▶ [Written problem]: Quote all of the data exactly as given. Skip every picture it contains.

Entries from a pointing dataset:
==========
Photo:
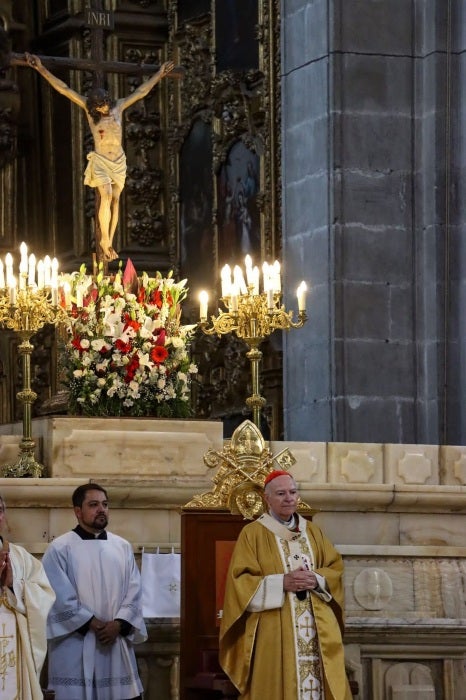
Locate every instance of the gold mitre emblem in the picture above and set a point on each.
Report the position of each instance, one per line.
(243, 465)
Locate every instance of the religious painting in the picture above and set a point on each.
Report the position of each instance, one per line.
(191, 9)
(236, 42)
(196, 194)
(238, 184)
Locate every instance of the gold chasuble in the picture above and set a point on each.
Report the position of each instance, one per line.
(23, 614)
(273, 645)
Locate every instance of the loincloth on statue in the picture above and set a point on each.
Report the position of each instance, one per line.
(103, 171)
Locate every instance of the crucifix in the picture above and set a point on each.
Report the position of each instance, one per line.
(106, 169)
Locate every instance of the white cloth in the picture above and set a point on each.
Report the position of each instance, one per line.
(103, 171)
(161, 584)
(101, 578)
(30, 601)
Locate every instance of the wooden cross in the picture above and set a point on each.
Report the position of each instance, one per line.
(99, 21)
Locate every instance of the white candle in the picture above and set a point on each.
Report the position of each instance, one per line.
(255, 280)
(12, 290)
(248, 266)
(47, 270)
(238, 280)
(301, 294)
(203, 303)
(23, 263)
(67, 292)
(8, 268)
(54, 293)
(266, 276)
(226, 280)
(32, 270)
(54, 272)
(234, 299)
(40, 274)
(277, 284)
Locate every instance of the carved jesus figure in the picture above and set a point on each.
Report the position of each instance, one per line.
(106, 168)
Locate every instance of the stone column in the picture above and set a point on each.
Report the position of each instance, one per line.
(368, 91)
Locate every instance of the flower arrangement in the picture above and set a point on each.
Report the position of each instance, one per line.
(126, 353)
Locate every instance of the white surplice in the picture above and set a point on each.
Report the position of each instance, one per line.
(101, 578)
(29, 601)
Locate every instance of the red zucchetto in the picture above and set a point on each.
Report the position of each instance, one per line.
(273, 475)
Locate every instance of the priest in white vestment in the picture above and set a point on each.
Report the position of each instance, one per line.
(26, 598)
(97, 617)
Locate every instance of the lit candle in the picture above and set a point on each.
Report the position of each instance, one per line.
(12, 290)
(47, 270)
(8, 268)
(32, 270)
(54, 294)
(203, 300)
(234, 299)
(23, 263)
(255, 280)
(238, 280)
(301, 294)
(248, 266)
(54, 272)
(270, 300)
(226, 280)
(79, 297)
(40, 274)
(67, 292)
(23, 280)
(266, 276)
(277, 284)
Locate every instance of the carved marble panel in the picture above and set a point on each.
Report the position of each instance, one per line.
(355, 463)
(411, 464)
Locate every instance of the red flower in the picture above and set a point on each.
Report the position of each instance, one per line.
(123, 347)
(129, 323)
(131, 368)
(76, 343)
(160, 334)
(158, 354)
(156, 298)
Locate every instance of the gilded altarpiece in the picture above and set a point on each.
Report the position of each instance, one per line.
(203, 184)
(223, 170)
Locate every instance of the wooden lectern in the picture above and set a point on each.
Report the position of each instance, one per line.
(207, 540)
(210, 525)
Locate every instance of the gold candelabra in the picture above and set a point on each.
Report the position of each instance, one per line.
(25, 308)
(253, 315)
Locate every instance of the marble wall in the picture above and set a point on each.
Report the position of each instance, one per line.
(396, 512)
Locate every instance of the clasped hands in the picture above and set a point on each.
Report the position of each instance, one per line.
(300, 580)
(6, 572)
(106, 632)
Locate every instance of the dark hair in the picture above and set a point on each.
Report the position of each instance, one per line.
(98, 97)
(79, 494)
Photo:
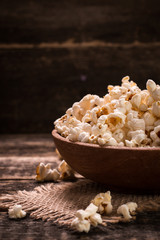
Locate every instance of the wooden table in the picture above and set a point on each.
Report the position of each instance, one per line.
(19, 156)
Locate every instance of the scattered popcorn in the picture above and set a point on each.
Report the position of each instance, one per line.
(66, 172)
(16, 212)
(103, 202)
(85, 218)
(109, 121)
(127, 210)
(45, 173)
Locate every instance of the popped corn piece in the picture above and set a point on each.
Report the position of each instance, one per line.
(116, 120)
(87, 217)
(111, 142)
(156, 109)
(153, 89)
(125, 79)
(81, 226)
(149, 119)
(127, 210)
(93, 139)
(155, 136)
(66, 172)
(150, 85)
(87, 128)
(16, 212)
(136, 100)
(103, 202)
(91, 209)
(119, 135)
(136, 124)
(96, 219)
(74, 133)
(83, 137)
(45, 173)
(138, 138)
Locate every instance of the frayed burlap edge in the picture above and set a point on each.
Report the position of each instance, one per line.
(60, 201)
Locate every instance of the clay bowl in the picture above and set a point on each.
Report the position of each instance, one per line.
(122, 168)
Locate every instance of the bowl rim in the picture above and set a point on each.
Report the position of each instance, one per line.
(91, 145)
==========
▶ [Result of this task]:
Photo:
Locate every instance of the gold mitre emblem in the picture above and set a point on each.
Report the position of each instance, one per line.
(243, 465)
Locate every instance of the religious painting in the picture above and set a point on each.
Report the position of each instance, one per line.
(191, 9)
(236, 42)
(196, 194)
(238, 184)
Locate every instance of the gold chasuble in the picture above and set a point on each.
Report the position of each instance, one per line.
(23, 614)
(273, 645)
Locate every instance of the loincloth on statue in the picture above and set a point on each.
Report the position of each instance, one per line.
(103, 171)
Locate every instance of the crucifix in the picture above and set a point on each.
Report the position of each instance, one per line.
(106, 169)
Locate every instance of the white cloth in the picture above and set a point on each.
Report the position of each instance, one per line.
(103, 171)
(161, 584)
(101, 578)
(30, 601)
Locate every instance of the wooden cross in the picture above and set a point on each.
Report the position of each instance, one per line.
(99, 21)
Locate every instance of the white candle in the picture above and set a point on each.
Report the position of each instance, one per line.
(255, 280)
(12, 290)
(248, 266)
(47, 270)
(238, 280)
(301, 294)
(203, 303)
(23, 263)
(67, 292)
(8, 268)
(54, 293)
(266, 276)
(226, 280)
(32, 270)
(54, 272)
(234, 299)
(40, 274)
(277, 284)
Locate every instance of the carved jesus figure in the picture above and set a point on each.
Report the position of each instance, one per line.
(106, 168)
Locate every instance of the stone column in the picture above and set a point on each.
Report the position of each instance, one per line.
(368, 91)
Locate every instance of the flower arrangement in the picture above and set a point on each.
Report the position of each instance, one per line.
(126, 353)
Locate every instance of the white surplice in the picture above and set a point on each.
Report the position of each instance, one per line.
(101, 578)
(29, 601)
Locate every instance of the red zucchetto in the picture above and set a point on each.
Report the position of each instance, one per line.
(273, 475)
Locate every instance of the priest in white vestment in the picture above and set a point on each.
Report the position of each instance, one per line.
(26, 598)
(97, 617)
Locate every instance of the lit candle in the picture above and set a point on each.
Report the position of each instance, one per line.
(12, 290)
(47, 270)
(8, 268)
(32, 270)
(54, 294)
(203, 300)
(234, 299)
(23, 263)
(255, 280)
(238, 280)
(301, 294)
(248, 266)
(54, 272)
(270, 300)
(226, 280)
(79, 297)
(40, 274)
(67, 292)
(23, 280)
(266, 276)
(277, 284)
Locate every instance of the carved marble panel in the picture above and set a point on each.
Report the position of each instance, one per line.
(355, 463)
(411, 464)
Locate every instance of the red flower in the picture above and set a point on each.
Report the position of each instance, one per line.
(123, 347)
(129, 323)
(131, 368)
(76, 343)
(160, 334)
(158, 354)
(156, 298)
Locate every instance of the gilded altarpiece in the picture above and set a point on each.
Report the position of each instance, one per line.
(203, 184)
(223, 170)
Locate every instance of the wooden lectern in the picture above and set a point on each.
Report the position of each instance, one per line.
(207, 540)
(210, 525)
Locate every instance of the gold candelabra in the picture above and set a point on each.
Report the position of each instance, one per line.
(25, 308)
(253, 315)
Locate every instance of the marble wall in the picture above and set a point on each.
Report the position of each instance, one per line.
(396, 512)
Locate every instance of the clasped hands in the picture above and set a point on each.
Report the position of each instance, one per line.
(300, 580)
(6, 572)
(106, 632)
Locate every instance of the dark hair in the picture above and set a point on each.
Report the position of each instance, one per line.
(98, 97)
(79, 494)
Photo:
Locate every instance of the wooden table in the picture above and set a point on each.
Report the position of each instance, one per line.
(19, 156)
Locate every instance of the scattered popcorn in the picture above and set a point on each.
Report the position of each instance, one per line.
(66, 172)
(16, 212)
(103, 202)
(85, 218)
(109, 121)
(127, 210)
(45, 173)
Locate every instance of the popped corn piece in the picture above and set a point on each.
Report the position of each instance, one per line.
(116, 120)
(87, 217)
(111, 142)
(156, 109)
(153, 89)
(125, 79)
(81, 226)
(149, 119)
(127, 210)
(93, 139)
(155, 136)
(66, 172)
(150, 85)
(87, 128)
(16, 212)
(136, 100)
(103, 202)
(91, 209)
(119, 135)
(136, 124)
(96, 219)
(74, 133)
(83, 137)
(45, 173)
(138, 138)
Locate every instance of the frayed burlap edge in the picture above and set a point on each.
Report the position of each instance, one per line.
(60, 201)
Locate every instance of the clay bowl in the picture above and set a point on each.
Report the position of each instance, one per line.
(122, 168)
Locate every instance of the bowl rim in the picture above and set a point on each.
Report the position of each instance, one per line.
(91, 145)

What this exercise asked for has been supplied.